* **What the exercise asks**
Transcribe the listing in full, excluding any pictures.

* **Dataset rows**
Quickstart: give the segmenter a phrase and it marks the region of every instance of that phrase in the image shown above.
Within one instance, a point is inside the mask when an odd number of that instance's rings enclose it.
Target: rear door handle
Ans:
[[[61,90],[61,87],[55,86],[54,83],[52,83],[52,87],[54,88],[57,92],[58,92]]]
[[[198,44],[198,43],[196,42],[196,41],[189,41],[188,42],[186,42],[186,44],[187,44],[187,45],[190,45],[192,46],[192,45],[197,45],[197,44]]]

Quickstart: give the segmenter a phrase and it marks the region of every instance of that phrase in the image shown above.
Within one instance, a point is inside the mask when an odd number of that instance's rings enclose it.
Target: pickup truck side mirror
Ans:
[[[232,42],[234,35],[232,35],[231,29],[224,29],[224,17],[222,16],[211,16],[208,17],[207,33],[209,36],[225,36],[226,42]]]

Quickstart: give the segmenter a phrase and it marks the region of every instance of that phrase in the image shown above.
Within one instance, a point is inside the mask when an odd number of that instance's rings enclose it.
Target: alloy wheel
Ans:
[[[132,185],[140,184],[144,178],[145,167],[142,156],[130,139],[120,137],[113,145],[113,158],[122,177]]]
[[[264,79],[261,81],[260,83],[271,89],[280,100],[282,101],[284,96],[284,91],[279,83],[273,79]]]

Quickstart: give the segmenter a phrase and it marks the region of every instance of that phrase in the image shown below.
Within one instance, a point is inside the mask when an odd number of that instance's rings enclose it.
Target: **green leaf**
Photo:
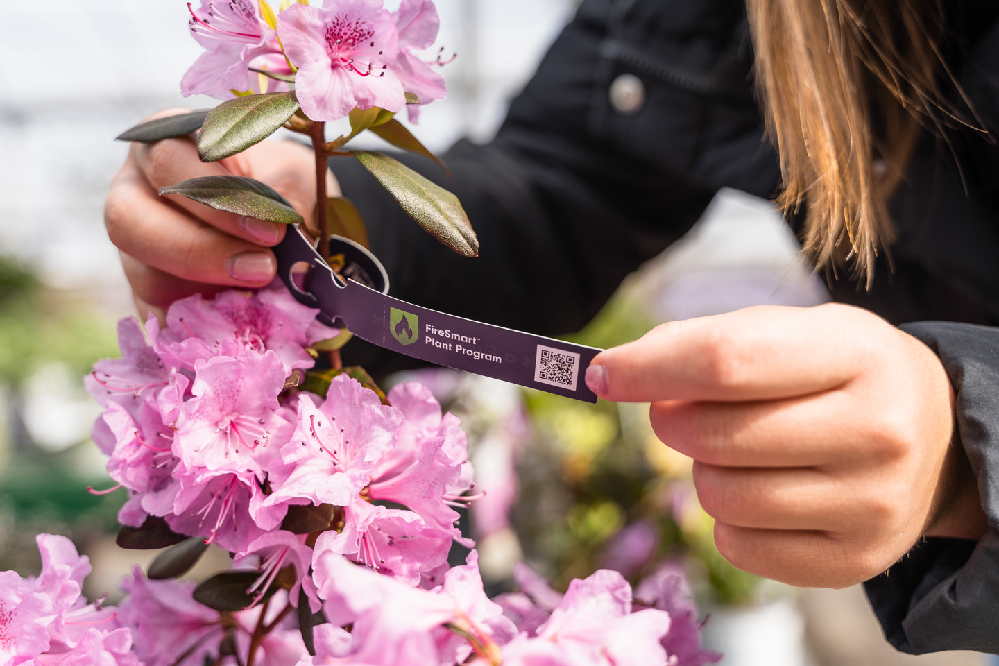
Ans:
[[[299,108],[295,92],[248,95],[212,109],[198,135],[202,162],[242,153],[274,134]]]
[[[413,133],[406,129],[406,126],[395,118],[390,120],[388,123],[379,126],[372,126],[368,129],[388,141],[393,146],[434,160],[439,167],[444,169],[444,172],[448,174],[448,176],[451,176],[451,169],[449,169],[448,165],[444,163],[444,160],[427,150],[427,148],[420,143],[420,140],[413,136]]]
[[[327,391],[330,390],[330,382],[338,374],[346,374],[353,379],[357,379],[365,388],[374,390],[379,399],[382,400],[382,404],[389,404],[389,398],[386,397],[385,391],[379,388],[372,375],[365,368],[361,367],[361,365],[350,365],[340,369],[306,370],[306,378],[299,385],[299,390],[309,390],[322,397],[326,397]]]
[[[148,123],[136,125],[131,130],[126,130],[115,137],[117,141],[138,141],[143,144],[151,144],[173,137],[183,137],[191,134],[195,130],[200,130],[205,123],[205,116],[211,109],[201,109],[191,113],[182,113],[177,116],[167,118],[157,118]]]
[[[236,612],[249,608],[254,594],[247,592],[260,573],[257,571],[223,571],[194,588],[194,600],[218,611]],[[278,588],[269,587],[263,598],[274,594]]]
[[[146,574],[146,577],[152,580],[164,580],[181,576],[198,563],[207,549],[208,544],[200,536],[192,536],[190,539],[181,541],[164,550],[153,560],[153,563],[149,565],[149,573]]]
[[[316,351],[336,351],[344,348],[344,345],[350,342],[352,337],[354,337],[354,333],[347,329],[341,329],[340,334],[336,337],[328,337],[314,342],[313,349]]]
[[[326,201],[326,211],[327,225],[331,234],[351,239],[371,250],[368,227],[361,217],[361,212],[350,199],[330,197]],[[313,220],[318,219],[319,215],[314,212]]]
[[[323,529],[330,529],[337,507],[333,504],[296,505],[288,507],[288,513],[281,523],[281,528],[292,534],[308,534]]]
[[[431,236],[460,255],[479,256],[479,239],[458,197],[388,155],[353,153]]]
[[[283,225],[303,222],[302,216],[275,190],[243,176],[192,178],[169,188],[161,188],[160,195],[183,195],[219,211]]]
[[[115,541],[122,548],[153,550],[172,546],[187,538],[170,529],[170,525],[163,518],[151,515],[142,523],[142,527],[123,526],[118,531],[118,538]]]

* **Output for this exercise**
Quickstart: give the segmenter a phrase and it marks the region of every instance of that phrase in the image shown above.
Within one instance, a point is inside the mask when an odd number of that instance's rings enclose it.
Target: rear door handle
Ans:
[[[61,90],[61,87],[55,86],[54,83],[52,83],[52,87],[54,88],[57,92],[58,92]]]
[[[198,44],[198,43],[196,42],[196,41],[189,41],[188,42],[186,42],[186,44],[187,44],[187,45],[190,45],[192,46],[192,45],[197,45],[197,44]]]

Quickstart: give the segmenter a phrase and it marks the region of every instance of that phrase in the image shown above.
Within one instance, a point is inside the mask when an odd number of that instance's rings enclose it.
Target: pickup truck side mirror
Ans:
[[[232,42],[234,35],[232,35],[231,29],[224,29],[224,17],[222,16],[211,16],[208,17],[207,33],[209,36],[225,36],[226,42]]]

Quickstart: give the segmenter a phrase and it marks the region of every instance of that phrase in the image shown above.
Within one instance, a point is inside the mask when an odd number of that instance's rings enclose it.
Target: alloy wheel
Ans:
[[[132,185],[140,184],[144,178],[145,167],[142,156],[130,139],[120,137],[113,145],[113,158],[122,177]]]
[[[264,79],[261,81],[260,83],[271,89],[280,100],[282,101],[284,96],[284,91],[279,83],[273,79]]]

Quickstart: give the segmenter a phrase and it marks the region of every instance of that phrase in the image shown below.
Within one instance, a point is inside the mask when an odd number of that instance's rings enclose it.
Target: **green leaf**
Photo:
Ans:
[[[299,108],[295,92],[248,95],[212,109],[198,135],[202,162],[242,153],[274,134]]]
[[[413,133],[406,129],[406,126],[395,118],[390,120],[388,123],[379,126],[372,126],[368,129],[388,141],[393,146],[434,160],[439,167],[444,169],[444,172],[448,174],[448,176],[451,176],[451,169],[449,169],[448,165],[444,163],[444,160],[427,150],[427,148],[420,143],[420,140],[413,136]]]
[[[327,391],[330,390],[330,382],[338,374],[346,374],[353,379],[357,379],[365,388],[374,390],[379,399],[382,400],[382,404],[389,404],[389,398],[386,397],[385,391],[379,388],[372,375],[365,368],[361,367],[361,365],[350,365],[340,369],[306,370],[306,378],[299,385],[299,390],[309,390],[322,397],[326,397]]]
[[[148,123],[136,125],[131,130],[126,130],[115,137],[117,141],[138,141],[143,144],[151,144],[173,137],[183,137],[191,134],[195,130],[200,130],[205,123],[205,116],[211,109],[201,109],[191,113],[182,113],[177,116],[167,118],[157,118]]]
[[[236,612],[249,608],[254,594],[247,592],[260,573],[257,571],[223,571],[194,588],[194,600],[218,611]],[[278,588],[269,587],[263,598],[274,594]]]
[[[146,574],[146,577],[152,580],[164,580],[181,576],[198,563],[207,549],[208,544],[200,536],[192,536],[190,539],[181,541],[164,550],[153,560],[153,563],[149,565],[149,573]]]
[[[316,351],[336,351],[344,348],[344,345],[350,342],[352,337],[354,337],[354,333],[347,329],[341,329],[340,334],[336,337],[328,337],[314,342],[313,349]]]
[[[326,201],[326,211],[327,225],[331,234],[351,239],[371,250],[368,227],[361,217],[361,212],[350,199],[330,197]],[[313,220],[318,219],[319,215],[314,212]]]
[[[323,529],[330,529],[337,507],[333,504],[296,505],[288,507],[288,513],[281,523],[281,528],[292,534],[308,534]]]
[[[431,236],[460,255],[479,256],[479,239],[458,197],[388,155],[353,153]]]
[[[283,225],[303,222],[302,216],[275,190],[243,176],[192,178],[169,188],[161,188],[160,195],[183,195],[219,211]]]
[[[115,541],[122,548],[153,550],[172,546],[187,538],[170,529],[170,525],[163,518],[151,515],[142,523],[142,527],[123,526],[118,531],[118,538]]]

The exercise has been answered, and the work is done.